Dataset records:
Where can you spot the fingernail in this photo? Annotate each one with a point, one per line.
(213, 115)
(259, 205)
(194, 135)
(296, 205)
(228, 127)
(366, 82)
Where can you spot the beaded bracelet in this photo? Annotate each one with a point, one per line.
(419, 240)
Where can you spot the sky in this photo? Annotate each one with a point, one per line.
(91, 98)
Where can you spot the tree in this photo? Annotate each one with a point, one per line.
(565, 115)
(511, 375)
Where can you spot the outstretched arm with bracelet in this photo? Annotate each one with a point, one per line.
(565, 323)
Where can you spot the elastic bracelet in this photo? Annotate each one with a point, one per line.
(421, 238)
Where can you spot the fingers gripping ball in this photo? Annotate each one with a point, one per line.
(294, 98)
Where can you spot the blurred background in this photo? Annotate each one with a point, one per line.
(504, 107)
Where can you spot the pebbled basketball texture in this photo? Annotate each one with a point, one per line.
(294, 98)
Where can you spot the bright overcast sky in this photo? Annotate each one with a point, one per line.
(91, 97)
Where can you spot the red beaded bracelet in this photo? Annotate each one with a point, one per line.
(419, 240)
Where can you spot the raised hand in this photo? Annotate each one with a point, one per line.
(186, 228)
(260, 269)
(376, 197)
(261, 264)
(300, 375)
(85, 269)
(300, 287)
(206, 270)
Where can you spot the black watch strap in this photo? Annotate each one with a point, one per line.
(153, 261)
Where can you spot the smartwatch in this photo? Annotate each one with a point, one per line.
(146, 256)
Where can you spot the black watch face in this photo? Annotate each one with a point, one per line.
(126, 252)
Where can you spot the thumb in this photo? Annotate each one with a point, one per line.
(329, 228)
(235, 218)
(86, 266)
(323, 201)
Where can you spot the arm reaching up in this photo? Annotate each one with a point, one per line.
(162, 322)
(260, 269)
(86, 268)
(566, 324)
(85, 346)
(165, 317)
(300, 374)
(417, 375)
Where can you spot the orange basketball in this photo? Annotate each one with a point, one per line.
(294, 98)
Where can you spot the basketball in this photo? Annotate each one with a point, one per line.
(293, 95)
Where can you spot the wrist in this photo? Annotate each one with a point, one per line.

> What you are asked to do:
Reproduce the items above with each occurrence of "Annotate" renamed to "Mark", leaving everything else unchanged.

> Solution to this task:
Where can you spot the fingernail in this photo? Mark each one with a point, one per line.
(213, 115)
(259, 205)
(194, 135)
(296, 205)
(228, 127)
(366, 82)
Where can you spot the beaded bracelet in this photo? Mark each one with a point, one per line.
(419, 240)
Where can you spot the sky in this photo? Mark each one with a point, one per line.
(91, 98)
Where can you spot the tree in this photo? Mark each one with a point, one per line.
(565, 115)
(511, 375)
Where can you spot the outstretched arm with bracelet in this photo? Mark each one with a point, one per line.
(565, 323)
Where can you spot the elastic bracelet in this photo? Mark each one with a point, one per line.
(421, 238)
Where can you spot the fingers gripping ball in this photo? Mark each one with a point, one per line.
(294, 98)
Where can you spot the blurred background in this photo? Mark each one with a point, one per line.
(504, 107)
Where can you spot the pebbled basketball texture in this photo? Mark each one with a point, one per line.
(294, 98)
Where can you spot the bright overcast sky in this photo? Mark each one with a point, one per line.
(91, 97)
Where can you spot the red beaded bracelet in this photo? Mark each one with a point, one per line.
(419, 240)
Where can you spot the raised hand in this photo? Mark each one with a point, one per line.
(186, 228)
(260, 269)
(376, 197)
(261, 264)
(300, 375)
(85, 269)
(300, 287)
(206, 270)
Where can you spot the black watch strap in this photo? Mark each one with a point, one per line.
(153, 261)
Where can you spot the smartwatch in this photo? Mark each one with a point, one per line.
(146, 256)
Where can you spot the black watch face in this photo? Mark each one with a point, one per line.
(126, 252)
Where can you spot the thumb in this photo? Mark each one with a point, one per line.
(329, 228)
(235, 218)
(86, 266)
(323, 201)
Where can you spot the arm reaching up in this photo? Mark each one with a point, one per line.
(162, 322)
(260, 269)
(86, 268)
(566, 324)
(85, 346)
(165, 317)
(300, 374)
(417, 375)
Where can you spot the orange basketball in this photo? Mark each one with a point, one per line.
(294, 98)
Where can you spot the basketball in this photo? Mark each one with a point, one per line.
(293, 95)
Where can you spot the wrist in this photo? Mark each one with a point, one per line.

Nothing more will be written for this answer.